L’artiste photographe suisse Béatrice Helg s’impose comme une figure singulière dans l’histoire de la photographie mise en scène. En effet, loin des approches hyperréalistes ou narratives, l’artiste développe dès les années 1980 une écriture spécifique mêlant espace, lumière et matière, qui lui vaudra une reconnaissance internationale. Influencée par l’avant-garde russe et le constructivisme, passionnée de musique, sensible aux notions d’espace et de temps, à l’architecture, à la mise en scène de théâtre et d’opéra, Béatrice Helg crée dans son atelier des installations où la sculpture, la peinture, la mise en scène et surtout la lumière interagissent. Ainsi, l’œuvre de Béatrice Helg est accueilli dans le projet du musée Réattu d’Arles inscrit au programme Associé des Rencontres d’Arles 2025, du 5 juillet au 5 octobre 2025, pour la plus vaste monographie jamais consacrée à l’artiste.

Béatrice Helg compose des installations à partir de matériaux de récupération ou de matières qu’elle imagine et façonne spécialement pour la prise de vue. La lumière devient ici le matériau essentiel. Elle est le médium par lequel toute révélation est possible. Pour Béatrice Helg : « La photographie est une écriture de lumière – de l’obscur et de la lumière dans l’espace. Elle me permet d’explorer l’invisible, l’insoupçonné, l’espace du dedans. C’est une autre manière d’appréhender, de questionner le réel, la vie, le monde. […] Cette écriture, que je n’ai pas choisie, s’est très vite imposée à moi. Elle me donne la possibilité d’exprimer des sentiments, de transmettre des sensations, des pensées que je ne saurais évoquer par une photographie de la réalité, ou par des mots… »

Sculptures ou architectures éphémères, ses œuvres monumentales émergent des profondeurs du silence, elles dévoilent des univers d’ombre et de clarté d’une étrange beauté, aussi poétiques que spirituels. On y pénètre et l’on s’y perd entre l’éblouissement et le noir abyssal ! L’œuvre de Béatrice Helg ouvre sur un infini, sur une quête d’absolu ou la recherche d’un mystère intérieur.

Sentir la beauté, c’est donc participer à l’abstraction à travers un agent particulier. En un sens, c’est un reflet de l’infini de la réalité. »

Travail demandé:
**1.** Répondez aux questions suivantes à l'aide du texte sur Béatrice Helg :
(a) Quels courants artistiques ont influencé Béatrice Helg ?
(b) À quelles dates se tient le projet du musée Réattu d'Arles ?
(c) À partir de quoi Béatrice Helg compose-t-elle ses installations ?
**2.** Indiquez si chaque affirmation concorde avec le texte sur Béatrice Helg :
(a) Béatrice Helg a développé son écriture propre dès les années 1980.
(b) Béatrice Helg a délibérément choisi l'écriture photographique.
(c) La lumière est présentée comme le matériau essentiel de ses installations.
**3.** Poursuivez le texte sur Béatrice Helg à partir de sa dernière phrase.

Matériau:
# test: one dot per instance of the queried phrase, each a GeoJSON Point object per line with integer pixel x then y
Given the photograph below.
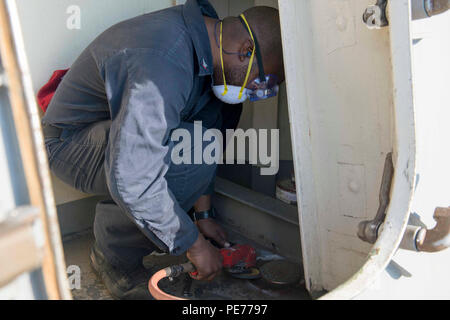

Réponses finales:
**1.**
(a) L'avant-garde russe et le constructivisme.
(b) Du 5 juillet au 5 octobre 2025.
(c) À partir de matériaux de récupération ou de matières qu'elle imagine et façonne spécialement pour la prise de vue.

**2.**
(a) Oui : « l’artiste développe dès les années 1980 une écriture spécifique mêlant espace, lumière et matière ».
(b) Non : « Cette écriture, que je n’ai pas choisie, s’est très vite imposée à moi. »
(c) Oui : « La lumière devient ici le matériau essentiel. »

**3.**
Mark Rothko, La réalité de l’artiste, 2004

La création, sous toutes ses formes, est l’expression de la liberté de pensée et doit le rester. Dans un monde en proie à de profondes crises, il paraît essentiel d’inviter le public à une réflexion intérieure. L’art propose de nouveaux horizons, des « possibles ». Dans ce contexte, l’exposition de Béatrice Helg répond avec justesse à cette nécessité.

Equilibre-V, 2001

L’exposition

Cette exposition – la plus vaste monographie jamais consacrée à l’œuvre de Béatrice Helg – présente un corpus de plus de 70 photographies réalisées au cours des 35 dernières années. Elle réunit des tirages vintages d’une qualité exceptionnelle d’œuvres emblématiques et de créations inédites, principalement de grand format.
L’exposition investit l’ensemble des salles dédiées aux expositions temporaires des premiers et deuxièmes étages du musée, pour s’achever dans la Chapelle du Grand
Prieuré de l’Ordre de Malte. Conçue pour faire dialoguer les œuvres avec l’architecture du lieu, la scénographie s’affranchit de toute chronologie. Dans les salles du premier étage, le visiteur découvre une sélection d’œuvres récentes des séries Cosmos (2013-2023), Résonance (2017- 2022) et Natura (2023-2025).

Pour l’astrophysicien français Jean-Pierre Luminet, « contempler l’œuvre photographique de Béatrice Helg, c’est en effet être reçu dans son “rêve d’univers” […]

De l’ombre à la lumière, tel est le leitmotiv. Présence permanente de l’une et de l’autre, équilibre puis déséquilibre, passage de l’une à l’autre, et vice-versa : c’est toute l’histoire du Cosmos qui est racontée là (1). »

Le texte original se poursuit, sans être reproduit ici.